#### Extracted data
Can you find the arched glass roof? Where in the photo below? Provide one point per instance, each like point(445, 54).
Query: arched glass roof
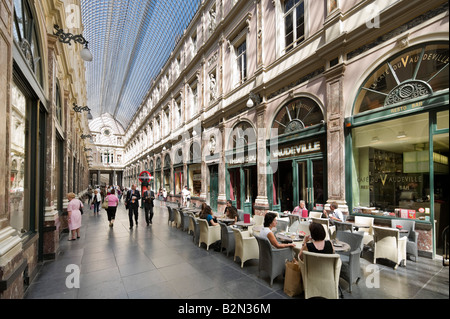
point(131, 41)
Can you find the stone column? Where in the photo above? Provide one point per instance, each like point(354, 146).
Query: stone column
point(51, 216)
point(12, 259)
point(222, 196)
point(261, 201)
point(335, 137)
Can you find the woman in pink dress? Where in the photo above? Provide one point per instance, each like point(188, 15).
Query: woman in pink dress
point(74, 216)
point(113, 201)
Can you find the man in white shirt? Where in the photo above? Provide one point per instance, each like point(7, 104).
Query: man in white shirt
point(335, 214)
point(185, 193)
########
**Task requirements:** Your reply should consist only of the lines from the one containing "Can you find the woman" through the last line of the records, each reproduced exactly.

**Your response:**
Can you find the woman in pink dress? Where in the photo above? Provide one point per instance, each like point(188, 15).
Query: woman in pink dress
point(74, 216)
point(113, 201)
Can you find the man in white shirt? Where in the photo above? Provide one point per instance, each like point(7, 104).
Query: man in white shirt
point(335, 214)
point(185, 193)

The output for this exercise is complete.